───── RECORDS FOR THIS EXERCISE

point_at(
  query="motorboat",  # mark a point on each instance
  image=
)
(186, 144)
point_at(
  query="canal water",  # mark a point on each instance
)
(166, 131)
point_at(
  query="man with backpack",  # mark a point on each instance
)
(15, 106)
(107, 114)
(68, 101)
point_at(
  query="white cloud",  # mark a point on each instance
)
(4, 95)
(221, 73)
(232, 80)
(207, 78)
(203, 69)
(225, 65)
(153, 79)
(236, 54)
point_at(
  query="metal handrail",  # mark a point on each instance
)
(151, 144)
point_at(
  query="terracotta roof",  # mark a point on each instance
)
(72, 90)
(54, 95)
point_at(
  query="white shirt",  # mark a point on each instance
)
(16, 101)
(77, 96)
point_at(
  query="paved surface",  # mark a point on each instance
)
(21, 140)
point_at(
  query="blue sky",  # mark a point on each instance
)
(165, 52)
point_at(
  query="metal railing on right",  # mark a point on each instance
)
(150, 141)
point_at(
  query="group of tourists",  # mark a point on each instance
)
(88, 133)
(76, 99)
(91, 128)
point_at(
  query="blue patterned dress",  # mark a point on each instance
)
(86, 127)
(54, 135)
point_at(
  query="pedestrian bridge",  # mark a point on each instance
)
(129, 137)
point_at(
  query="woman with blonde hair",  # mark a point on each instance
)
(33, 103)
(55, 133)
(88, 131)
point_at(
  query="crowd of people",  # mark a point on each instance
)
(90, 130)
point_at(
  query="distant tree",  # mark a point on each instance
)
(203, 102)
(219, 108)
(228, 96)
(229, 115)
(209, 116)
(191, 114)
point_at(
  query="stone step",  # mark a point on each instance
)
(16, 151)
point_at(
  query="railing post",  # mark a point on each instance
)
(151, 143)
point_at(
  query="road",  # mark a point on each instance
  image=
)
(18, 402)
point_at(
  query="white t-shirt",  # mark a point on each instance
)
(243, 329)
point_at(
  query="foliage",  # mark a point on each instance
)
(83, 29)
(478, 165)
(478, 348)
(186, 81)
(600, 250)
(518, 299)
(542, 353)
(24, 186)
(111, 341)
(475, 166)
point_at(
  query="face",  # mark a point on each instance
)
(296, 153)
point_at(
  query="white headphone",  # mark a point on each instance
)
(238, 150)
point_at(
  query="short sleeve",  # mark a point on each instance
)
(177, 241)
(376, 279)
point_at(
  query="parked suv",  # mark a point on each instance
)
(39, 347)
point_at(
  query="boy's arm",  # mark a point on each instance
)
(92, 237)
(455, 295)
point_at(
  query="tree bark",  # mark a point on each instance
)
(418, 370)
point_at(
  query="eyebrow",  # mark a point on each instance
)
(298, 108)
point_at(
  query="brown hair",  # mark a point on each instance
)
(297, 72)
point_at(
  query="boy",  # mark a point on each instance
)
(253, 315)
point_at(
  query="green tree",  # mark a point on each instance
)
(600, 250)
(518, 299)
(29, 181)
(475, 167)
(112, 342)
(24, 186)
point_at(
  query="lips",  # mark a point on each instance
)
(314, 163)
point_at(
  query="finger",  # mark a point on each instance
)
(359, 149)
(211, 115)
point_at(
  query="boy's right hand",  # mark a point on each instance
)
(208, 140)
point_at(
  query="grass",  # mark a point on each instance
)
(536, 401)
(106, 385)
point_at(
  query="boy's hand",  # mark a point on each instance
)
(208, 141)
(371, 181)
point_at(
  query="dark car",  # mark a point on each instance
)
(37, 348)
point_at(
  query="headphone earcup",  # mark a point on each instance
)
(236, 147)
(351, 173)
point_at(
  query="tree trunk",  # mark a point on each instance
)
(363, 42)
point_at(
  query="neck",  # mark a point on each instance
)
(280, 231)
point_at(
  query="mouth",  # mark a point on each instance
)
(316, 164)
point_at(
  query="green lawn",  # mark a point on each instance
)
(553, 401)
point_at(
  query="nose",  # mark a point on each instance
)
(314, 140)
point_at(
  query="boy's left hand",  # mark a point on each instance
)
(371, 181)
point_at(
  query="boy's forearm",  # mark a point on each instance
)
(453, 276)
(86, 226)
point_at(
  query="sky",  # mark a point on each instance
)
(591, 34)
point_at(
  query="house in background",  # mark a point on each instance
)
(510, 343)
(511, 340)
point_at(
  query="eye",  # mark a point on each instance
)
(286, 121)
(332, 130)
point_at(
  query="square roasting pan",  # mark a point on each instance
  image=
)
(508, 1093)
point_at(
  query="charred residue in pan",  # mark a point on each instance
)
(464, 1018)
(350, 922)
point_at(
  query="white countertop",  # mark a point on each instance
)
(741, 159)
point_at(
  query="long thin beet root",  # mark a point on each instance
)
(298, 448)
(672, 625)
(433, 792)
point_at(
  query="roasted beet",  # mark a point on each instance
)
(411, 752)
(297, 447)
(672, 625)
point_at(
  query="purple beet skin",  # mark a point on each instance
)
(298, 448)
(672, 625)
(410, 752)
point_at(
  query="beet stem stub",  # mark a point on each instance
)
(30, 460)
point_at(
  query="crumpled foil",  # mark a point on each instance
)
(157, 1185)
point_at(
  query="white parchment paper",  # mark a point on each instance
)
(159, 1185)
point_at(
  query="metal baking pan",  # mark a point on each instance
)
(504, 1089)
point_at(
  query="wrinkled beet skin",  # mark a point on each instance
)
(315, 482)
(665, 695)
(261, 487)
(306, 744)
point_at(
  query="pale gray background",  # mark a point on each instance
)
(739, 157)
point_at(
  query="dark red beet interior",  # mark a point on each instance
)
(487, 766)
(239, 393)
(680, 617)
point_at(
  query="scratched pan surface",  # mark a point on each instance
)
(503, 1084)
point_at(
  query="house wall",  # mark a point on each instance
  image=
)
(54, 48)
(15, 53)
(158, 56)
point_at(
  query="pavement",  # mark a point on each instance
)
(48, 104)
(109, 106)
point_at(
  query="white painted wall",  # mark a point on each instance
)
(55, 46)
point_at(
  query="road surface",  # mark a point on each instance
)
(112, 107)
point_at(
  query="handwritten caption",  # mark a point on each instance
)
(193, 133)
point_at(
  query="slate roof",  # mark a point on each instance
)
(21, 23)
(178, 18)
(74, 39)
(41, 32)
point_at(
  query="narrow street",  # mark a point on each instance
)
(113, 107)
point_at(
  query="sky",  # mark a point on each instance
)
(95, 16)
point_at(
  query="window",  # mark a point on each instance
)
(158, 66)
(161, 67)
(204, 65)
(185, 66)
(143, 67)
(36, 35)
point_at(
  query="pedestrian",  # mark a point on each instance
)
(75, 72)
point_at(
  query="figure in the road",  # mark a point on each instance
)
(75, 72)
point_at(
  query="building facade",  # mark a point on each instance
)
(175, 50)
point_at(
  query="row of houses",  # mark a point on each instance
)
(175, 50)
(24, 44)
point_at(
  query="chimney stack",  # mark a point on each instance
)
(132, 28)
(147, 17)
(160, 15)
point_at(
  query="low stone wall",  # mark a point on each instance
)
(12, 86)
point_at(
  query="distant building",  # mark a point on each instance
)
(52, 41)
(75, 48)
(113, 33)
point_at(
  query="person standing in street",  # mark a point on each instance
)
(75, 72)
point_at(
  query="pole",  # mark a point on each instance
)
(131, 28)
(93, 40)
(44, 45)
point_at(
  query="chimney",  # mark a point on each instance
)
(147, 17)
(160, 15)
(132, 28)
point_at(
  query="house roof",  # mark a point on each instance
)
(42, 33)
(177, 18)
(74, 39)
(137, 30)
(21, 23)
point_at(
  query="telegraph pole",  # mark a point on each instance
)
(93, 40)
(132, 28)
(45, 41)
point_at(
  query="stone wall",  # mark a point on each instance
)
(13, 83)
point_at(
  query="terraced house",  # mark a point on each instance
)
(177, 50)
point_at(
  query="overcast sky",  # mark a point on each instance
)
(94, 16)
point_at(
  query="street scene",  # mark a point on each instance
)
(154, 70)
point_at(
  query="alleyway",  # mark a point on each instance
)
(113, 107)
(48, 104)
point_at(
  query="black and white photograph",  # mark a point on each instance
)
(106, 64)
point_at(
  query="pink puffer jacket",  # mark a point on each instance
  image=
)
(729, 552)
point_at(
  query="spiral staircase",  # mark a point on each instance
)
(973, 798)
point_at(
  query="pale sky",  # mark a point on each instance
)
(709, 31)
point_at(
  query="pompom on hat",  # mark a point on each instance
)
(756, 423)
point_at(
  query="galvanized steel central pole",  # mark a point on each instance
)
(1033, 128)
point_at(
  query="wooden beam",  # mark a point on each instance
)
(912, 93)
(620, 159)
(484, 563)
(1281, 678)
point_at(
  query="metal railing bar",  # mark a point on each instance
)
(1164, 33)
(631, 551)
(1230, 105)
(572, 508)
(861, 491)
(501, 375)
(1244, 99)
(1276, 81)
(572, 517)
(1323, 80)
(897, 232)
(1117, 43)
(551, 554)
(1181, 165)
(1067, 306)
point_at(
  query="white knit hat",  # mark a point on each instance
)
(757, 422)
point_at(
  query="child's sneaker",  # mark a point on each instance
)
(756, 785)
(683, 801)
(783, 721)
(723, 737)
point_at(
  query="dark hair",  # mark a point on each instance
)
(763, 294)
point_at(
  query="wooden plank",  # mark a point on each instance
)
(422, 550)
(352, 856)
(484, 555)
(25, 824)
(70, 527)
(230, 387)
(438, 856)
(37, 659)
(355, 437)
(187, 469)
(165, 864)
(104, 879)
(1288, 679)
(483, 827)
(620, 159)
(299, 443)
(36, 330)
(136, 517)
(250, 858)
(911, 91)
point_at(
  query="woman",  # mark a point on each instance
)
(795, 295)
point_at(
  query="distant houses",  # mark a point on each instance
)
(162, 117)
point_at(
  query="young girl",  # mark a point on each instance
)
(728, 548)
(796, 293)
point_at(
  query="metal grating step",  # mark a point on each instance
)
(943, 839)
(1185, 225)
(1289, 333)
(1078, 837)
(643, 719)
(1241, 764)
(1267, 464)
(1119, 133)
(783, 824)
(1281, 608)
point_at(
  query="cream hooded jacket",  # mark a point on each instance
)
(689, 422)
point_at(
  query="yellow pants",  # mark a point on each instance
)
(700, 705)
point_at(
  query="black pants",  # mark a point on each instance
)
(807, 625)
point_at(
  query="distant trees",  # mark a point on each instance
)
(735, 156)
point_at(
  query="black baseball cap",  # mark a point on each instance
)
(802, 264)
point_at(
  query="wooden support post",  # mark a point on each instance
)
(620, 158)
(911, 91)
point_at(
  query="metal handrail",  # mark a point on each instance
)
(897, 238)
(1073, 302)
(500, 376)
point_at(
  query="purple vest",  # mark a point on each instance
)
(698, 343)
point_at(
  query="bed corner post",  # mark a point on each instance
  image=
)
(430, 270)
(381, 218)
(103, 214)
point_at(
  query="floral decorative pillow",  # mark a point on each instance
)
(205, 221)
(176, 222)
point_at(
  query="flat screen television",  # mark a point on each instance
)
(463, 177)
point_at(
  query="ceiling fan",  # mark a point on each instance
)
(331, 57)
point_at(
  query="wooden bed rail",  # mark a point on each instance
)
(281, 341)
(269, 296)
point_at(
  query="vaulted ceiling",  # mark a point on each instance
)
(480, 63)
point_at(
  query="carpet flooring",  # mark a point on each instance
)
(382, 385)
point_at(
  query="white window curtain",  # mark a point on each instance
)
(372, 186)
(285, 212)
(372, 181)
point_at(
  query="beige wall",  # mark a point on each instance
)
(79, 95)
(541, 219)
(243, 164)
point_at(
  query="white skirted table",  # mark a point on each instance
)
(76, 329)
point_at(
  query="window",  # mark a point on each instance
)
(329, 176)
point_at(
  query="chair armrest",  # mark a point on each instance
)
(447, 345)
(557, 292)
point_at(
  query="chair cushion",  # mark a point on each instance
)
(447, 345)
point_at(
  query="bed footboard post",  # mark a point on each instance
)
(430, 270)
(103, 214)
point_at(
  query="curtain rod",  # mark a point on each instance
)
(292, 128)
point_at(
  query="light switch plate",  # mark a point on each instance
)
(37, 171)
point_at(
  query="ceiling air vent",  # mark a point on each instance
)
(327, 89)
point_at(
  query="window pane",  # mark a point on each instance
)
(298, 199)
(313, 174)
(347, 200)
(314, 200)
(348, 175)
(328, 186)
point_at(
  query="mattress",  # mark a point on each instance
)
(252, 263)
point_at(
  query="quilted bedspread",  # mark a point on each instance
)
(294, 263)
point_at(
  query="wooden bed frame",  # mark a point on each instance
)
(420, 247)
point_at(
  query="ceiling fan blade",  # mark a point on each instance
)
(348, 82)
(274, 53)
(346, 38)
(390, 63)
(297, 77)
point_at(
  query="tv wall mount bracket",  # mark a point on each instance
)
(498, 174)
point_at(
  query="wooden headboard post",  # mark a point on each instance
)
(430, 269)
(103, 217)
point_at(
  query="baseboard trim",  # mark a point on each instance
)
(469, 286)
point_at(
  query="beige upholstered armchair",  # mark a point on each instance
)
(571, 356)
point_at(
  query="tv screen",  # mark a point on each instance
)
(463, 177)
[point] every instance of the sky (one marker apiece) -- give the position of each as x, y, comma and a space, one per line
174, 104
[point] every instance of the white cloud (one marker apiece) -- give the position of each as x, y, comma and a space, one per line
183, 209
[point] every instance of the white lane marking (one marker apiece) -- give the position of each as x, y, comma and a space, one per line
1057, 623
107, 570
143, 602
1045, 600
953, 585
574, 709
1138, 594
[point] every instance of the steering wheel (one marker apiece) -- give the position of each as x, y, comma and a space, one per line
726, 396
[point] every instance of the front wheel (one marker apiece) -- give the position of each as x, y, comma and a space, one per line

──────────

YOUR ASSIGNMENT => Where a line in the entries holds "jacket", copy that line.

RESULT OF THE EXERCISE =>
  query="pink puffer jacket",  # mark a point on each instance
  query="cream hooded jacket",  # mark a point on each instance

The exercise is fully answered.